=== PASSAGE TO READ ===

References: Centers for Disease Control and Prevention

Children seriously affected when a parent suffers from depression

The article below outlines some of the challenges that are thrust on a child when a parent is sad or depressed. Homeopathic care (with a qualified homeopath) can offer solutions to those seeking an alternative to allopathic care. Homeopathy is of help for the entire family and as the article below suggests, health services must help the whole family. Visit our site, continuumwellness.org and contact us for more information.

Children seriously affected when a parent suffers from depression

Life is hard for the children of a parent suffering from depression. Children take on an enormous amount of responsibility for the ill parent and for other family members. It is therefore important for the health services to be aware of this and have support functions in place for the whole family, and not just for the person who is ill. This is the conclusion of a thesis from the Sahlgrenska Academy, University of Gothenburg, Sweden.

Registered Nurse Britt Hedman Ahlström has examined the way in which family life is affected when a parent is suffering from depression. Nine families, including ten children and young adults between the ages of 5 and 26, and eleven parents were included in the study.

===

TASK GOAL:
From the article on parental depression, return the stretch from "The article below outlines" through "for more information." word for word.

=== DATA SECTION ===

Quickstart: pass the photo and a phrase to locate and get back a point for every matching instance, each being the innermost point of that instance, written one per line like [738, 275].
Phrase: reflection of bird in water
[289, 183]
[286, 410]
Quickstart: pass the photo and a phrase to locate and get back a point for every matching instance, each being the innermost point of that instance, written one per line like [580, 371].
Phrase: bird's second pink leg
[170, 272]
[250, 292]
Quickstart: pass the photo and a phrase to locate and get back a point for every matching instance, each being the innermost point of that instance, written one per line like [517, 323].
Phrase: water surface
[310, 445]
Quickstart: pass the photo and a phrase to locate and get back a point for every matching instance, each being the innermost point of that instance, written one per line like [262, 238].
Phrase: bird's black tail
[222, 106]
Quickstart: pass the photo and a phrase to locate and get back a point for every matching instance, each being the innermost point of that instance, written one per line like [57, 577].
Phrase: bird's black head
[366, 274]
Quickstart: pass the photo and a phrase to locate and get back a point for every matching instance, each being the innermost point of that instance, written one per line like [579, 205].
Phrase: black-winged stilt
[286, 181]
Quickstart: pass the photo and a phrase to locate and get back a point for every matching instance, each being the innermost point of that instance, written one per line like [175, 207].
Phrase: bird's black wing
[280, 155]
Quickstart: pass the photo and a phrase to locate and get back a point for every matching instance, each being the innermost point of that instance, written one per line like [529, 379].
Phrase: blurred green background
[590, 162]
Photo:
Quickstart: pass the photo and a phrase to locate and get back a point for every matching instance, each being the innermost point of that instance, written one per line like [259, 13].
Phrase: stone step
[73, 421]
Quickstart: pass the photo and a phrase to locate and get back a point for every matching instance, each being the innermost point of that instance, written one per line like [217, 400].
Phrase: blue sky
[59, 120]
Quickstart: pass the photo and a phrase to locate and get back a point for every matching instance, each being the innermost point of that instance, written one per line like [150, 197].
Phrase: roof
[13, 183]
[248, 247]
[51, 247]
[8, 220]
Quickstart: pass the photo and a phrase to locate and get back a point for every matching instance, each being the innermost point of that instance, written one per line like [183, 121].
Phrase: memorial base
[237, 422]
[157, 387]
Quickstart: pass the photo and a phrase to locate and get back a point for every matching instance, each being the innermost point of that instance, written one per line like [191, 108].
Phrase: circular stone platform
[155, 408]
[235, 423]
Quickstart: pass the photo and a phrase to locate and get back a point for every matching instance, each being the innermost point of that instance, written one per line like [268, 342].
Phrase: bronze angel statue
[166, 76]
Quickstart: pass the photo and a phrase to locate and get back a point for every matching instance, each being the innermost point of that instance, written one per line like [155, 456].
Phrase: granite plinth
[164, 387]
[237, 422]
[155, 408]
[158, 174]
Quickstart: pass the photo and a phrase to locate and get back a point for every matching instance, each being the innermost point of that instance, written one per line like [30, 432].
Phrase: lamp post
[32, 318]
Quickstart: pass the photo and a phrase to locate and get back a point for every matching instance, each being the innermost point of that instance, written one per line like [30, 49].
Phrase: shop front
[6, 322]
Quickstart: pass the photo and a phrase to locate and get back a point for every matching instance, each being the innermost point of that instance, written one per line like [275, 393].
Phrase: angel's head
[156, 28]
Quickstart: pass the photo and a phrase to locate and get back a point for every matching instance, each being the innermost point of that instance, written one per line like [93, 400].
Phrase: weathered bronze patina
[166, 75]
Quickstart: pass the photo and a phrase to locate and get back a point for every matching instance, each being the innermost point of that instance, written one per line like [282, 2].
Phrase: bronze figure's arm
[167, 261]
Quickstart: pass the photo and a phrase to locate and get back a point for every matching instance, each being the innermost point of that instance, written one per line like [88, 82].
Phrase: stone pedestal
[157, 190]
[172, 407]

===

TASK RESULT:
The article below outlines some of the challenges that are thrust on a child when a parent is sad or depressed. Homeopathic care (with a qualified homeopath) can offer solutions to those seeking an alternative to allopathic care. Homeopathy is of help for the entire family and as the article below suggests, health services must help the whole family. Visit our site, continuumwellness.org and contact us for more information.